Please output the line that contains "Query: bare tree" and all later lines of the material, exactly, through the end.
"""
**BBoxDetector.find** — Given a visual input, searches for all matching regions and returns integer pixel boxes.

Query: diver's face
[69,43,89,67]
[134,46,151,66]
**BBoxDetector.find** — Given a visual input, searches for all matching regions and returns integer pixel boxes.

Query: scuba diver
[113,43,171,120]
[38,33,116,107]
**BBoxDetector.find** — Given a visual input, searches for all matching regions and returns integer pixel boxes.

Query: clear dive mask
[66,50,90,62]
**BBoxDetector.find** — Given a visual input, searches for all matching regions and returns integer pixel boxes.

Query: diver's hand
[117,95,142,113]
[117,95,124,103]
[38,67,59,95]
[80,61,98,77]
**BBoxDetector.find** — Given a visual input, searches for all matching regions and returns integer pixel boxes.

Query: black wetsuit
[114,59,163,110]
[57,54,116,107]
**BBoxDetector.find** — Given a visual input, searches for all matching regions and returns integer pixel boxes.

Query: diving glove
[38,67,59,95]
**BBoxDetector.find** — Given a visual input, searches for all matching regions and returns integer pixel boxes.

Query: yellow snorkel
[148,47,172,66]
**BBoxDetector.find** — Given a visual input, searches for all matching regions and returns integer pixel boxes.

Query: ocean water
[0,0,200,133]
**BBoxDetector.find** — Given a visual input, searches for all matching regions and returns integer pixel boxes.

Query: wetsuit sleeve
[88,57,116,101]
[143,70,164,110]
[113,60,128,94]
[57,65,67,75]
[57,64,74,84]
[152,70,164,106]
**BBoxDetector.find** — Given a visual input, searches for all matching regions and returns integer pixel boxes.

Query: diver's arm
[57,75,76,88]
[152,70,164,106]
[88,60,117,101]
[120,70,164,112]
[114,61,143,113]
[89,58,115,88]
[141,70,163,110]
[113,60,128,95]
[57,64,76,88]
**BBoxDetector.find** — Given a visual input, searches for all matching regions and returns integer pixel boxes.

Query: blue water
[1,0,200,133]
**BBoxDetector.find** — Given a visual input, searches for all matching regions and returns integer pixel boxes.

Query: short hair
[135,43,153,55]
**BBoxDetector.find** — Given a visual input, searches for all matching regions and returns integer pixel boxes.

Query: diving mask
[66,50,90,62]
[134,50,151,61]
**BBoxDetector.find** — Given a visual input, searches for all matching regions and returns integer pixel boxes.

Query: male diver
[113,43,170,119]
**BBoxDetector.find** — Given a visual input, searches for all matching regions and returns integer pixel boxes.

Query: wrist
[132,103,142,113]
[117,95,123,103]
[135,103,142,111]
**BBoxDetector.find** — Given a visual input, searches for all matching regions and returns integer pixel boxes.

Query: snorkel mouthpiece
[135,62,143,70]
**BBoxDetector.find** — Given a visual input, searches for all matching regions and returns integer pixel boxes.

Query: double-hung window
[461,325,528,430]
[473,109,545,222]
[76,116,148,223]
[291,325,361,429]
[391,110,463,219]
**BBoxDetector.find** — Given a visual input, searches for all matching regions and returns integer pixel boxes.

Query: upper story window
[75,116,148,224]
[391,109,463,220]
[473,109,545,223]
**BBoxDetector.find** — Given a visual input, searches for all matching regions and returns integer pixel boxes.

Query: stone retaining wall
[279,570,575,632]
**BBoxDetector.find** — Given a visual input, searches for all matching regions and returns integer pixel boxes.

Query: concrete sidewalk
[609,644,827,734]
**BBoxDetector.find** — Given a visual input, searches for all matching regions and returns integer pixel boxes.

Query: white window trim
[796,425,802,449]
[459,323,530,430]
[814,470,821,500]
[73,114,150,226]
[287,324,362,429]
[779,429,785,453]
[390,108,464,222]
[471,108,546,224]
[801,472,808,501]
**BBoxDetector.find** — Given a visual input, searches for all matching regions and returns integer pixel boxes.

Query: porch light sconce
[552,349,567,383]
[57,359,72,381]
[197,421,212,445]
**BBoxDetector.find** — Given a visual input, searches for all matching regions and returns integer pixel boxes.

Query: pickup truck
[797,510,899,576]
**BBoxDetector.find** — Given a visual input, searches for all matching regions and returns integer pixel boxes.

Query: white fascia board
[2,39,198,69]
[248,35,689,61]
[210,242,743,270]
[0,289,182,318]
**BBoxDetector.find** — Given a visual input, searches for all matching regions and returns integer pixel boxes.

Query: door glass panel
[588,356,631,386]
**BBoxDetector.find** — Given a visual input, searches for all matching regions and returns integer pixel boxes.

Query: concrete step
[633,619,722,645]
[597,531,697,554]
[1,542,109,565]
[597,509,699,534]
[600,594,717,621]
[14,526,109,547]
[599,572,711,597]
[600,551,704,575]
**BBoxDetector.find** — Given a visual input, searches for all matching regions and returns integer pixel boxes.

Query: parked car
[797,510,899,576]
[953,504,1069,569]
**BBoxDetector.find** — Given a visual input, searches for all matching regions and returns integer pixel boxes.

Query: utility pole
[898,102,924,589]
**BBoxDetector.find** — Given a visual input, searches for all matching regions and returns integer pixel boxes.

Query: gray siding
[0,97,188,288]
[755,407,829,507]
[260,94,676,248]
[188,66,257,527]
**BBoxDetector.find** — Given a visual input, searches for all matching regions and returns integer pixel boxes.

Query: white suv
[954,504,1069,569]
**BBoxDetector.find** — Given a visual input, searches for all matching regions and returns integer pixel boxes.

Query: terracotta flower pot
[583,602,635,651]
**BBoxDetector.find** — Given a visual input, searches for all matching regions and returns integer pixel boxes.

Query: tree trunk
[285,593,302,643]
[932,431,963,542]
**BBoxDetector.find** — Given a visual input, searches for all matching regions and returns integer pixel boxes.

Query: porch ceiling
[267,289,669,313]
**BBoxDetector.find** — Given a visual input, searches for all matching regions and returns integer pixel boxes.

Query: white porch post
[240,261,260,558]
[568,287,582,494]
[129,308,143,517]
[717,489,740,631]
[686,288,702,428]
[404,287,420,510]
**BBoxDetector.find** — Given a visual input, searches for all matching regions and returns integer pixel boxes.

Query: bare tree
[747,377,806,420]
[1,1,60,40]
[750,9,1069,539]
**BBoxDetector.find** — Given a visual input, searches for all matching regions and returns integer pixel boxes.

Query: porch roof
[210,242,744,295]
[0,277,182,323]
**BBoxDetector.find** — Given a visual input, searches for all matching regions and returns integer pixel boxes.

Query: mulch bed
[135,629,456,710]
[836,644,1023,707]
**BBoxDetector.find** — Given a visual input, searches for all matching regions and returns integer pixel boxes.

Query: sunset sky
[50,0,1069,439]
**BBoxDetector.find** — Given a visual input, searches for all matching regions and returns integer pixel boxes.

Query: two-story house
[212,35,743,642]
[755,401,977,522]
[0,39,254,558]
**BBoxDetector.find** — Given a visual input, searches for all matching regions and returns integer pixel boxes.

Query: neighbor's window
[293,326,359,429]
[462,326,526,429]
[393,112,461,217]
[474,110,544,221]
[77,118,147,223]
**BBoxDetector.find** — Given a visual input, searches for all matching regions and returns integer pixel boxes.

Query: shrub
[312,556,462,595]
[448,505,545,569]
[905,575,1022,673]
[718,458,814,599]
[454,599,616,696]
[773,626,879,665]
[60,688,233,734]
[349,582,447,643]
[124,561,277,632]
"""
● **Answer to this problem**
Query: bare tree
[747,377,806,420]
[1,1,60,40]
[750,9,1069,539]
**BBoxDetector.find** — Given a visual input, searches for all matching regions and returns integer pixel boxes.

Query: porch roof
[210,242,744,295]
[0,277,182,323]
**BBoxDetector.find** — Given a visual input, searches for all matching regions and returns integer pixel boxes.

Query: mulch bed
[135,629,456,710]
[836,644,1023,707]
**BBoxDetector.find** — Given a visual input, searches for all matching regions and returns integer pixel boxes.

Query: sunset sky
[50,0,1069,439]
**BBoxDetector.find** — Given a visual input, searches for all matching regions and returns integer pixel boxes.

Query: two-story house
[212,35,743,642]
[755,401,977,522]
[0,39,254,558]
**BBoxDetector.find** — Given a visual input, searches for all matching regions and returns integer pixel boxes.

Query: neighbor's window
[293,326,359,429]
[462,326,526,429]
[393,112,461,217]
[474,110,544,221]
[77,118,147,223]
**BBoxDetector.find** — Given a visual input, searches for all matching regions and returns integer pixel boxes.

Query: shrub
[312,556,462,595]
[448,505,545,569]
[905,575,1022,673]
[718,458,814,599]
[454,599,616,696]
[773,626,879,665]
[60,688,233,734]
[349,582,447,643]
[124,561,277,632]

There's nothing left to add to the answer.